### Supplied passage
——————————

While several individuals at Mozilla were receptive to the idea of TACO (and had installed it onto their own computers), they weren't so in love with the idea of shipping 100 different opt out cookies with their browser, or having to maintain and update the list for new add networks. Quite simply, TACO was an inelegant kludge, and didn't scale. In March of 2009, Mozilla's VP of Engineering Mike Shaver emailed me to state his own preference for a header:
Could we not just standardize/promote a header like X-Tracking-Opt-Out, and ask the tracking groups to honour it? Simpler to specify, simpler to update (the null case, in fact), forward-effective as new ad networks add support, and separated from the implications and implementation of cookies.


The Do Not Track Header

The header approach suffered from a serious chicken and egg problem. No ad network was willing to look for, or respect the header (primarily because no one was sending the header). Likewise, because no one was looking for the header, the browser vendors weren't ready to add support for it to their products.

In July of 2009, I decided to try and solve this problem. My friend and research collaborator Sid Stamm helped me to put together a prototype Firefox add-on that added two headers to outgoing HTTP requests:
X-Behavioral-Ad-Opt-Out: 1
X-Do-Not-Track: 1

The reason I opted for two headers was that many advertising firms' opt outs only stop their use of behavioral data to customize advertising. That is, even after you opt out, they continue to track you. There are a handful of firms though that do promise to no longer track you when you opt out. One big problem is that it is very difficult for consumers to figure out which company is doing what -- since they all use the term opt out.

I assumed that any header-based system would be voluntary, and so by using two different headers, I would be able to play nicely with whatever a firm was willing to do. That is, if a firm currently agreed to opt consumers out of all tracking, then the firm could look for the Do Not Track header, but if the firm refused to provide a tracking opt out, they could at least agree to respect a behavioral advertising opt out header.

——————————

### Information supplied
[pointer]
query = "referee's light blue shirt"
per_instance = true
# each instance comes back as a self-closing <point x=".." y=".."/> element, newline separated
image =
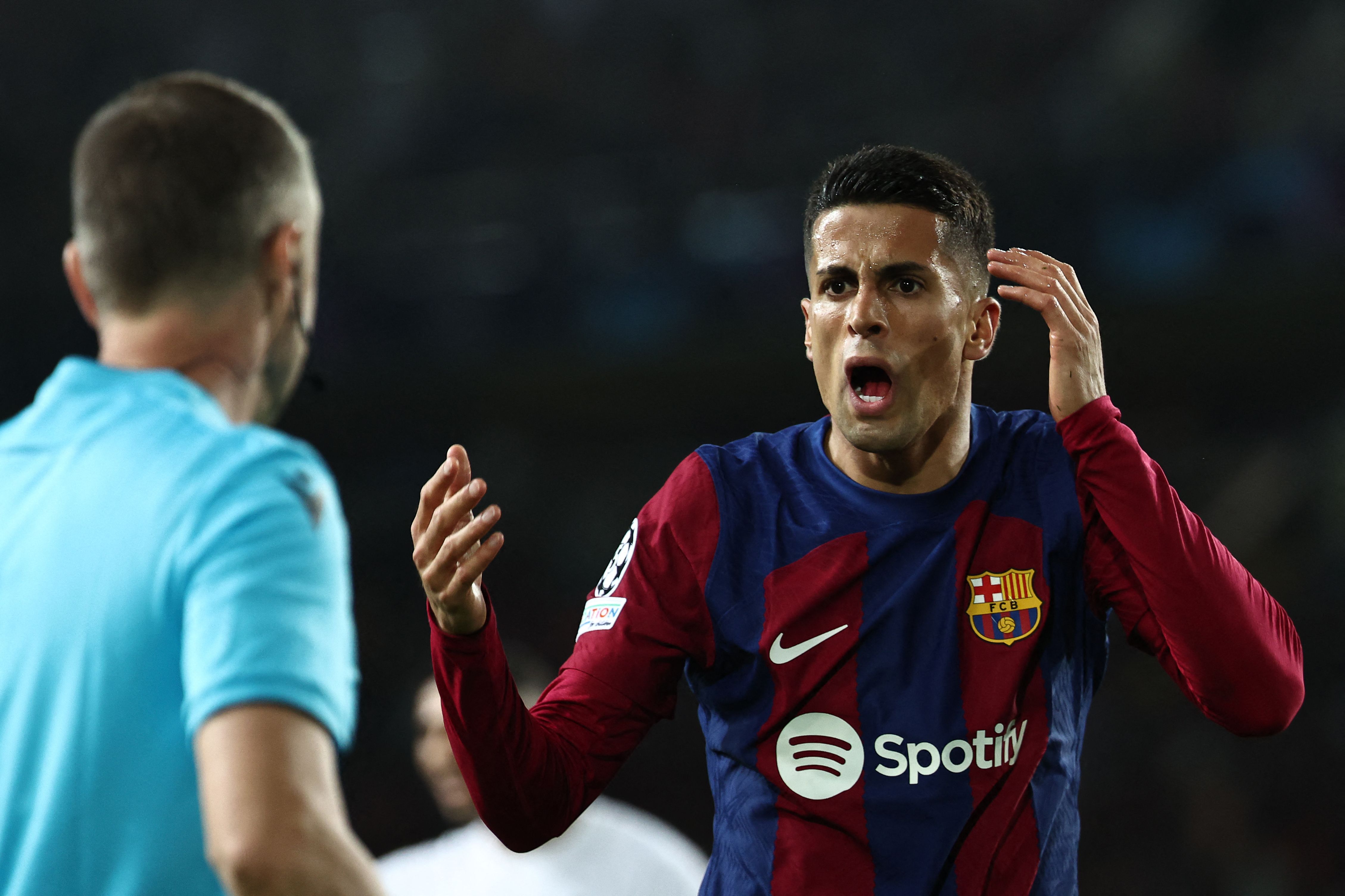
<point x="158" y="565"/>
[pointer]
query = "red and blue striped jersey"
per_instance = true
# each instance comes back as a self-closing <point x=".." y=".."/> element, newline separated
<point x="893" y="687"/>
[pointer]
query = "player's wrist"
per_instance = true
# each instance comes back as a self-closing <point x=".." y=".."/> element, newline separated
<point x="465" y="620"/>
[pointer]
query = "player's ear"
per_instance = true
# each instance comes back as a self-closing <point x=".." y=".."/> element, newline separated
<point x="806" y="304"/>
<point x="79" y="285"/>
<point x="985" y="326"/>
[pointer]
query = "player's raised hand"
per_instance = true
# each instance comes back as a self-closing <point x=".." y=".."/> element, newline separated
<point x="1052" y="288"/>
<point x="449" y="550"/>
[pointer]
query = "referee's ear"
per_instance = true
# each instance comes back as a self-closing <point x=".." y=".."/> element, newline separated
<point x="79" y="287"/>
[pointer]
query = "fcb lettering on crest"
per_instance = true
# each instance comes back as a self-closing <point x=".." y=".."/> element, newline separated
<point x="1004" y="608"/>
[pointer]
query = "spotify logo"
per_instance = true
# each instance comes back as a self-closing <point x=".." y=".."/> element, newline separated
<point x="820" y="755"/>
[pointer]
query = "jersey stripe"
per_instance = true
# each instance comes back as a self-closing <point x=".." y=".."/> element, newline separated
<point x="999" y="851"/>
<point x="821" y="845"/>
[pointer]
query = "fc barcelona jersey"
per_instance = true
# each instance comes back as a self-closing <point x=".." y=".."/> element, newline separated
<point x="892" y="687"/>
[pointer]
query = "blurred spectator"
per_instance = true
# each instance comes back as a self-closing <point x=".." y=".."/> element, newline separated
<point x="614" y="850"/>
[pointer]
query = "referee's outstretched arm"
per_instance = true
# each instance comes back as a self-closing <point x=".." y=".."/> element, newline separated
<point x="181" y="730"/>
<point x="272" y="806"/>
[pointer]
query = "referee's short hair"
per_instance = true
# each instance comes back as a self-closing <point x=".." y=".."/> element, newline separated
<point x="177" y="185"/>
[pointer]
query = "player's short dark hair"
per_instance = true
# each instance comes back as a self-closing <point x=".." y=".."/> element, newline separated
<point x="178" y="183"/>
<point x="906" y="177"/>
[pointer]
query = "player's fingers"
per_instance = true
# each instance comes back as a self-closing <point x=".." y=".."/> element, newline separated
<point x="432" y="495"/>
<point x="459" y="549"/>
<point x="1044" y="279"/>
<point x="1048" y="304"/>
<point x="473" y="567"/>
<point x="1067" y="272"/>
<point x="465" y="467"/>
<point x="446" y="520"/>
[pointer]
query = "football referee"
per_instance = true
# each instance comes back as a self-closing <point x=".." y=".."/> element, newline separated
<point x="177" y="645"/>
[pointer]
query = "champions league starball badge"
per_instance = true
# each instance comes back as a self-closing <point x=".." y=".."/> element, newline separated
<point x="617" y="569"/>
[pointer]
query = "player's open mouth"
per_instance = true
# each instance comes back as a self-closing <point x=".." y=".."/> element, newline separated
<point x="871" y="389"/>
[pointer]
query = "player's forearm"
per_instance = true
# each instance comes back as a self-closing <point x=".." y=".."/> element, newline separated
<point x="1232" y="645"/>
<point x="318" y="860"/>
<point x="527" y="782"/>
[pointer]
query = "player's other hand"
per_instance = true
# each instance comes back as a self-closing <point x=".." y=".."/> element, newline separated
<point x="1052" y="288"/>
<point x="449" y="550"/>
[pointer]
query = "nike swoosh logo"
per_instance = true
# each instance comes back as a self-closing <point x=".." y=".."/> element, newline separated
<point x="783" y="655"/>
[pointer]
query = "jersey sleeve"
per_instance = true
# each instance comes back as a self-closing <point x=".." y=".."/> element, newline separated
<point x="267" y="613"/>
<point x="1177" y="590"/>
<point x="532" y="773"/>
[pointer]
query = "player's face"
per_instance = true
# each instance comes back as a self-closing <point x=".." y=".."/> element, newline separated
<point x="887" y="324"/>
<point x="435" y="759"/>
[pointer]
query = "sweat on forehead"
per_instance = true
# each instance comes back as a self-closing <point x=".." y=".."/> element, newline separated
<point x="888" y="175"/>
<point x="888" y="235"/>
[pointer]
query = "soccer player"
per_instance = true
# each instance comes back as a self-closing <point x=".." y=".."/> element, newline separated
<point x="177" y="644"/>
<point x="893" y="617"/>
<point x="613" y="850"/>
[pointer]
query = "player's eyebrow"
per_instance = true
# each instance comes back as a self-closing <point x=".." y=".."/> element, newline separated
<point x="888" y="272"/>
<point x="836" y="271"/>
<point x="905" y="268"/>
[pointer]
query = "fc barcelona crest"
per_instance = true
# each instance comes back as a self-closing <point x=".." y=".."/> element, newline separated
<point x="1004" y="608"/>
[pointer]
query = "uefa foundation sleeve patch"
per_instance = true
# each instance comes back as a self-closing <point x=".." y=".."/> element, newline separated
<point x="600" y="613"/>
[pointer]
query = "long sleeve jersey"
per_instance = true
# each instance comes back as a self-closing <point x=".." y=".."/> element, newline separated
<point x="892" y="687"/>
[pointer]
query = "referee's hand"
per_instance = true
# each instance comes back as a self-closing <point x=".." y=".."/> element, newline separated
<point x="449" y="550"/>
<point x="1052" y="288"/>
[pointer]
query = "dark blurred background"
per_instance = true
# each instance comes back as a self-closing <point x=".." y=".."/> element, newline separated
<point x="565" y="233"/>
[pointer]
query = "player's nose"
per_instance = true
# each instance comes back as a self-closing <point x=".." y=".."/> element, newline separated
<point x="867" y="315"/>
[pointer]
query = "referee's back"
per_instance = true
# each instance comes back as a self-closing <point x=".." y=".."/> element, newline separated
<point x="177" y="643"/>
<point x="158" y="563"/>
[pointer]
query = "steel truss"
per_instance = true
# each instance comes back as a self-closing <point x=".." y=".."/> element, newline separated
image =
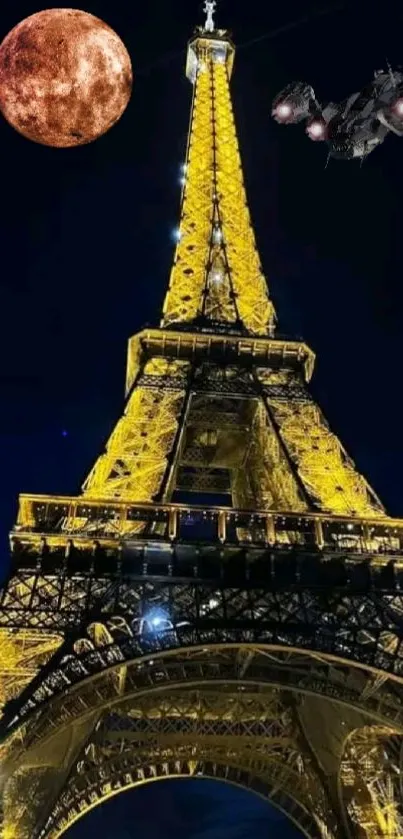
<point x="259" y="641"/>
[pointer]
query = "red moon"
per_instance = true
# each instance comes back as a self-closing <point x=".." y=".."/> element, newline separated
<point x="65" y="77"/>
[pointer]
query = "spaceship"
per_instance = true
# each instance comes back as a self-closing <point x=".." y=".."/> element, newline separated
<point x="354" y="127"/>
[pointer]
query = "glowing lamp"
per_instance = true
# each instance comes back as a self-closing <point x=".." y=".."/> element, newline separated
<point x="283" y="111"/>
<point x="316" y="130"/>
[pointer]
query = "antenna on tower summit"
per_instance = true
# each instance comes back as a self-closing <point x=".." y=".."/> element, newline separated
<point x="209" y="8"/>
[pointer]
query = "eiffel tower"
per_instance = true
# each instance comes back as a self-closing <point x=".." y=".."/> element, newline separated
<point x="223" y="598"/>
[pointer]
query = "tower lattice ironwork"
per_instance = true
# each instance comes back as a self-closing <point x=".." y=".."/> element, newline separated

——————————

### Given instruction A
Using the Do Not Track passage, decide whether each statement agrees with it. Answer yes or no for each, quoting the exact words that decide it.
(i) Mike Shaver told the author by email in March 2009 that he preferred a header.
(ii) The prototype Firefox add-on added three headers to outgoing HTTP requests.
(iii) Ad networks were ready to respect the header from the start.
### Given instruction B
Answer these questions from the Do Not Track passage:
(i) How many opt out cookies did some people at Mozilla not want to ship with their browser?
(ii) Who helped the author put together the prototype Firefox add-on?
(iii) In what month and year did the author decide to try to solve the chicken and egg problem?

### Expected output A
(i) Yes: "In March of 2009, Mozilla's VP of Engineering Mike Shaver emailed me to state his own preference for a header"
(ii) No: "added two headers to outgoing HTTP requests"
(iii) No: "No ad network was willing to look for, or respect the header"

### Expected output B
(i) 100
(ii) Sid Stamm
(iii) July 2009